#### Instructions for the task:
Copy out the part of the data that opens with the line containing "like x=40, y=217." and closes with the line containing "x=242, y=479", requests included, and shift every coordinate in the answers by -74. The numbers inside the requests stay as they are.

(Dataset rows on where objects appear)

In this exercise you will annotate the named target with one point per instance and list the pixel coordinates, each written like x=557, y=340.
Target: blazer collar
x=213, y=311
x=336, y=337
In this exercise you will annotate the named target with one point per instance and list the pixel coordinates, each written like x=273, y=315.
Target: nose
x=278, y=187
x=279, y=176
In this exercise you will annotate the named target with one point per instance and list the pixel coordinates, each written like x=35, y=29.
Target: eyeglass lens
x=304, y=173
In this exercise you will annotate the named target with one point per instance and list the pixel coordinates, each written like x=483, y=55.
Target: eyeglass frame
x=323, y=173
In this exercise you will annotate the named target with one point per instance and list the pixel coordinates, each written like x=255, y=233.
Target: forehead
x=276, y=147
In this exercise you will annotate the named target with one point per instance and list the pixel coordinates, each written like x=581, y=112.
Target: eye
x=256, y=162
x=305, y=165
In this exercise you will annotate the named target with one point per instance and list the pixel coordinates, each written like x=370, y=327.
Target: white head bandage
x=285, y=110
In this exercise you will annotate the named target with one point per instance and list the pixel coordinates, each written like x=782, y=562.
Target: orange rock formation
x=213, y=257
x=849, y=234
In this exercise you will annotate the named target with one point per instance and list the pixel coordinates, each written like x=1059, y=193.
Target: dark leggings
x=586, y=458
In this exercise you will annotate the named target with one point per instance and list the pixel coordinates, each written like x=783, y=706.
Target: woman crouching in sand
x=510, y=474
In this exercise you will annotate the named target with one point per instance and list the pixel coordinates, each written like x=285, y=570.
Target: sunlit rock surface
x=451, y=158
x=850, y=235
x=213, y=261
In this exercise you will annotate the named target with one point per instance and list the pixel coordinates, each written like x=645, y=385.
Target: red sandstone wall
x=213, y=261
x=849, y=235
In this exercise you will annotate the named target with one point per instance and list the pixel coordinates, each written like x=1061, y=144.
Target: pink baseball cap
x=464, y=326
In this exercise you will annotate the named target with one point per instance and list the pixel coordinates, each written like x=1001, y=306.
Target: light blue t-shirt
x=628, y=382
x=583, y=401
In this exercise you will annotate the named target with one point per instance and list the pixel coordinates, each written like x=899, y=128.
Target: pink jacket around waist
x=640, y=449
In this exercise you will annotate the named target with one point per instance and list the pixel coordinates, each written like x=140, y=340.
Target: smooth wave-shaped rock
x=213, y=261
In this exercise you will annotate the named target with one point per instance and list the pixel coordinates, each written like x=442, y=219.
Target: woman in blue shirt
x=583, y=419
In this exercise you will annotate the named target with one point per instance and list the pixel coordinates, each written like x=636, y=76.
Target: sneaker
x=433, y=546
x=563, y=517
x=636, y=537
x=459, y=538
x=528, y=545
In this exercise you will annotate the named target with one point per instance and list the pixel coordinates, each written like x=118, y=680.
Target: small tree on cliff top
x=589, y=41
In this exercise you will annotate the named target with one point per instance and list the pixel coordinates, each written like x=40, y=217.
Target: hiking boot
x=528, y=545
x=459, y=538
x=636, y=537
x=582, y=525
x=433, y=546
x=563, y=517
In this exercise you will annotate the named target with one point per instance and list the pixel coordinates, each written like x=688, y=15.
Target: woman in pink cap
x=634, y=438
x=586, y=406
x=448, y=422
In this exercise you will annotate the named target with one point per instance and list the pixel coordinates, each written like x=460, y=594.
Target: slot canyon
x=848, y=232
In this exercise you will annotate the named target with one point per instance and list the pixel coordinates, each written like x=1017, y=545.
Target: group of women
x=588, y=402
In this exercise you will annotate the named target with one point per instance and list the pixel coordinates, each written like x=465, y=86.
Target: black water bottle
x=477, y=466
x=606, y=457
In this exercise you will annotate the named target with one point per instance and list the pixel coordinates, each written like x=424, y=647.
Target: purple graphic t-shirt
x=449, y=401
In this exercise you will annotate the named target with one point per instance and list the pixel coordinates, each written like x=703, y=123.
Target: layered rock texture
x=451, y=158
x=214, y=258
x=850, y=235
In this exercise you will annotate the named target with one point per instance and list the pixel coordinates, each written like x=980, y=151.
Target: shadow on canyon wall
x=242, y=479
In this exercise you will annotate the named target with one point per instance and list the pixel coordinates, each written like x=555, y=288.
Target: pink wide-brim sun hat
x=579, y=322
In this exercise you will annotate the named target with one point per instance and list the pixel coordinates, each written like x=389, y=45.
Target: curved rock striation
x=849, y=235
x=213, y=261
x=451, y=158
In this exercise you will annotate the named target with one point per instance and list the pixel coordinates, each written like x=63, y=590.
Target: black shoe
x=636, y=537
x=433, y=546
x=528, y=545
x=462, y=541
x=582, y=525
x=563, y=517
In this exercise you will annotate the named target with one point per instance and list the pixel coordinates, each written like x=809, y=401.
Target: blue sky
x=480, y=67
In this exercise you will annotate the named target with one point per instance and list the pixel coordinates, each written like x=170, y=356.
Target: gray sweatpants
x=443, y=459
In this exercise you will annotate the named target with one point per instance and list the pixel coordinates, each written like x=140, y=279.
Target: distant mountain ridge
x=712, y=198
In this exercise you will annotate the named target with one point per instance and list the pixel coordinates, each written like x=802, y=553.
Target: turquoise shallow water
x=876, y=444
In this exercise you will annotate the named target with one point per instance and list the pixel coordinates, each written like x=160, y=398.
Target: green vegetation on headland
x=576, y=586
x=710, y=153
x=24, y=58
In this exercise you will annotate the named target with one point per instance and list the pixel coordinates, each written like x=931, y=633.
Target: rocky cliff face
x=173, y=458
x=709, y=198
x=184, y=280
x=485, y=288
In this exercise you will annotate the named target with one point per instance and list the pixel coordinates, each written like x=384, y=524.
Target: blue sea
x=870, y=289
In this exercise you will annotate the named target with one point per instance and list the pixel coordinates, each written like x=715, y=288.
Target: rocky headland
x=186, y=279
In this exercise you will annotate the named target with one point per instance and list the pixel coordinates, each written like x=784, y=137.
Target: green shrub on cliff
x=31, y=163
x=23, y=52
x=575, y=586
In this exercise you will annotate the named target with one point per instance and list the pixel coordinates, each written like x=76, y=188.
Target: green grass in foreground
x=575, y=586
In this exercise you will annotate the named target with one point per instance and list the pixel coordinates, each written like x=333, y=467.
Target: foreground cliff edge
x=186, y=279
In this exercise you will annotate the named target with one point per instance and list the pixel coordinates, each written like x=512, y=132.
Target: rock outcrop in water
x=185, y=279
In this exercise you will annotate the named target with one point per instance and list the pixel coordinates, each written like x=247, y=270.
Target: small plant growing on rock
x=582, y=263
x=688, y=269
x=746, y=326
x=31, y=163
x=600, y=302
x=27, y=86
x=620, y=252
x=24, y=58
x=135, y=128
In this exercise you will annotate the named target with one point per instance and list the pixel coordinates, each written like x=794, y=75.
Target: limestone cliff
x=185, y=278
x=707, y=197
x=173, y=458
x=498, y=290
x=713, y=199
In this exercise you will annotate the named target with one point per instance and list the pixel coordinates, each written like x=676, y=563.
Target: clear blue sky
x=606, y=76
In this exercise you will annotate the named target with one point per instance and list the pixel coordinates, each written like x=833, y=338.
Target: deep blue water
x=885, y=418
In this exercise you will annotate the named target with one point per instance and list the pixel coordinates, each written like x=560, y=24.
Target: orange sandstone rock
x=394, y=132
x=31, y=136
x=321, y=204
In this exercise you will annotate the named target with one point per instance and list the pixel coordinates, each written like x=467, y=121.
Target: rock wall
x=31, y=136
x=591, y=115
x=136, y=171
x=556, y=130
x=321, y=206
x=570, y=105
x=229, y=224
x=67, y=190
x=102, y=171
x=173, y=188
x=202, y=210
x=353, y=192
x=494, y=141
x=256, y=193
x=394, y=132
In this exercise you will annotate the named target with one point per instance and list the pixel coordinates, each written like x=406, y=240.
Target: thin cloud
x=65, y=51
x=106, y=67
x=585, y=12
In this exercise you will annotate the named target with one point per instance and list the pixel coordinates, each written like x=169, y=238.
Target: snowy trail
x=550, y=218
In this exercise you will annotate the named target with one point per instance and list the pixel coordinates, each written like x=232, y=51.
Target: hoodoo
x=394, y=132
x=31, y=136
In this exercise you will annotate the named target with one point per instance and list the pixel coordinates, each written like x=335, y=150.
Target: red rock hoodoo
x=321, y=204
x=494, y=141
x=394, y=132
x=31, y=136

#### The response:
In this exercise you will annotate the named target with one point per instance and list the pixel coordinates, each written like x=40, y=217.
Target: hiking boot
x=454, y=471
x=385, y=464
x=562, y=463
x=508, y=451
x=359, y=472
x=489, y=443
In this exercise you will annotate the named target with one point per instance and list the pixel coordinates, each written like x=688, y=15.
Target: woman in pink cap
x=560, y=364
x=512, y=332
x=374, y=348
In this exercise you will annotate the named target with one point per instance and list the pixel coordinates, each written like x=460, y=594.
Target: slot canyon
x=774, y=158
In this exercise you will annotate the named target with one point per instance and list the pixel coordinates, each written like x=1017, y=545.
Target: group of women
x=514, y=328
In this exercise you will annotate the named target with one point per instance and list the pixel coordinates, each written like x=465, y=86.
Target: black water bottle
x=403, y=392
x=532, y=383
In this exercise you will annotate the named target with one point per instance and list the pixel coordinates, each written like x=424, y=647.
Target: purple graphic t-shirt
x=375, y=327
In this exercise you will annotate the named target with one point per instance and list the pixel coordinates, each written like x=703, y=123.
Target: layered rock texture
x=377, y=84
x=140, y=184
x=776, y=161
In this exercise you will annotate the named target with one point per instance and list the pixel coordinates, each written like x=980, y=151.
Target: shadow on canyon wall
x=168, y=405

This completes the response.